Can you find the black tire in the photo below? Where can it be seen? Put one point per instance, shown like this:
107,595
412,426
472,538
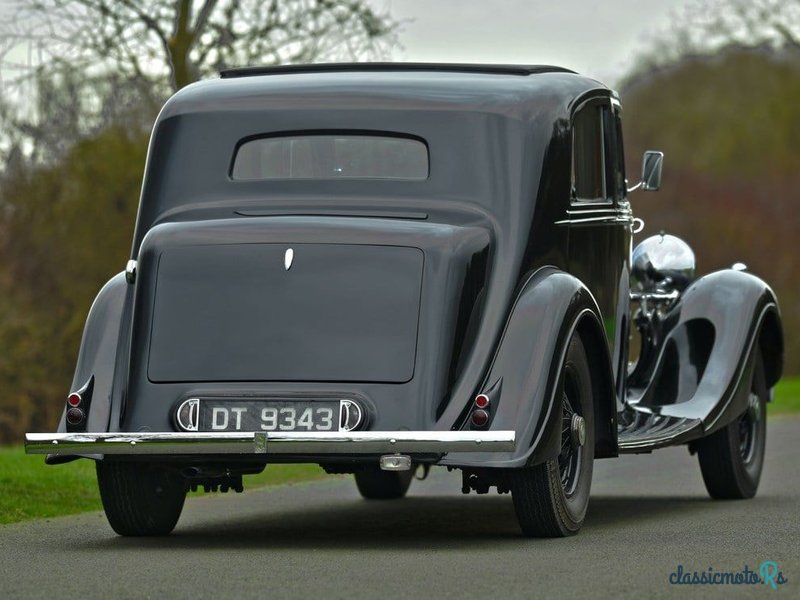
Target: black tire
140,499
375,484
732,458
551,499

────────────────

- [What you have to do]: Copy out all the data exactly; skip the pictures.

- [Output for this task]:
Can you find the black tire in the photo below? Where can it be seen? Put one point per instance, shown like this:
107,595
412,426
472,538
Target: black tire
140,499
375,484
732,458
551,499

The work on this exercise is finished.